**Material shown**
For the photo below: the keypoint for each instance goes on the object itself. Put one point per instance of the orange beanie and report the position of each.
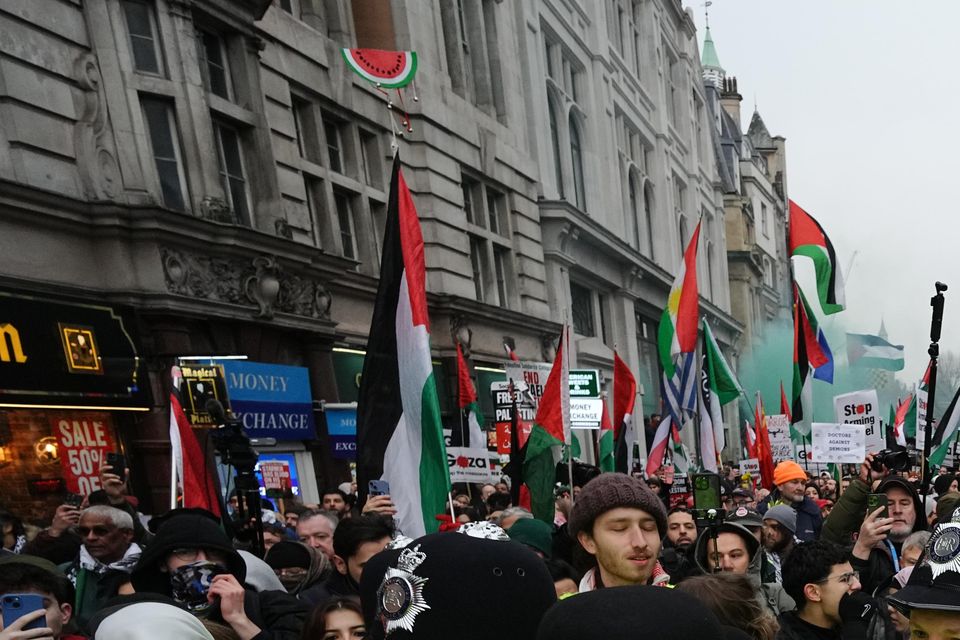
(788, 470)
--
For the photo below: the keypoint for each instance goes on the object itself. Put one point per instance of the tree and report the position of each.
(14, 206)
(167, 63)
---
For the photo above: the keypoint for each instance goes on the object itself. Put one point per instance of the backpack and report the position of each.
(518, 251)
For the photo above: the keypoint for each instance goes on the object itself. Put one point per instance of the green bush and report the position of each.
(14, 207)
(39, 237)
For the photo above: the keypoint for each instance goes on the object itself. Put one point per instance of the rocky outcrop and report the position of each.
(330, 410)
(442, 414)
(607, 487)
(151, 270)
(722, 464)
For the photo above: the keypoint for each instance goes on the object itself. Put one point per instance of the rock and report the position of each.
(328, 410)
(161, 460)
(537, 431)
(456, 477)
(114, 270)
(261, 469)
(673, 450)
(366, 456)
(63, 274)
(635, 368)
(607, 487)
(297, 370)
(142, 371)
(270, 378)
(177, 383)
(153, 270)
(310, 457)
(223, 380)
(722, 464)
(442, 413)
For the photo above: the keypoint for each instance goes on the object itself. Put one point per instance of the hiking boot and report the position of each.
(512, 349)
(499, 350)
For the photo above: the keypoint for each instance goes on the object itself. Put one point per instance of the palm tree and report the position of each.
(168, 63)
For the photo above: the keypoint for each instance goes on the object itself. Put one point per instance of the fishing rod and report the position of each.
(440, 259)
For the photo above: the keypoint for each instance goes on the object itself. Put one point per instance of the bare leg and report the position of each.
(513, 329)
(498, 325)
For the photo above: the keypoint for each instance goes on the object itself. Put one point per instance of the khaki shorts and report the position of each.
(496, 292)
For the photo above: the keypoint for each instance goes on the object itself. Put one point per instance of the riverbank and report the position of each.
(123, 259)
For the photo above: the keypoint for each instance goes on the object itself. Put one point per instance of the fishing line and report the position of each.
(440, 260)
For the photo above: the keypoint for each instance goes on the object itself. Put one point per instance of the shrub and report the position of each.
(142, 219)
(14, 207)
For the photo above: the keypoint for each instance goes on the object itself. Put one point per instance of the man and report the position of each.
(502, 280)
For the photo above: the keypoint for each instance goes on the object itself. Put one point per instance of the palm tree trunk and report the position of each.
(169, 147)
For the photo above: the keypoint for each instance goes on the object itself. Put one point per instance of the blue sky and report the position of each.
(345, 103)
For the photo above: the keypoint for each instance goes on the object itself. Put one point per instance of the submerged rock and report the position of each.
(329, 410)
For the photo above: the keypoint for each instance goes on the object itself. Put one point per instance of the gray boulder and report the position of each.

**Your objective**
Please reproduce the lines from the line with "line and report the position of each." to the line with "boulder and report the position of each.", both ends included, exactly as they appear above.

**Response below**
For the photo above: the keypoint for each instance goes on the object itself. Put one point per instance of the fishing line and report the position of each.
(440, 260)
For the photo above: the keypoint for each instance goes on the object itself. Put one point per instance of the shrub and report the position of each.
(142, 219)
(14, 207)
For the photo above: the keypoint for each instance goes on the object itself. Put one point per instance of the man and report the position of each.
(502, 280)
For the photo above: the keypoint for each instance goes on the object itself. Put one point per instance of the palm tree trunk and report the position of each.
(169, 147)
For the photo above: the keypoint for each instance goes on the object itself. Put one point per instance of the blue sky and report the position of each.
(345, 103)
For the photo above: the keypoint for each instance goes on the object itself. Put one point per instance of the submerged rock and report the position of each.
(329, 410)
For the photo above: the keypoint for each instance goes on the object itself. Put one point per instance of the gray boulder and report the position of each.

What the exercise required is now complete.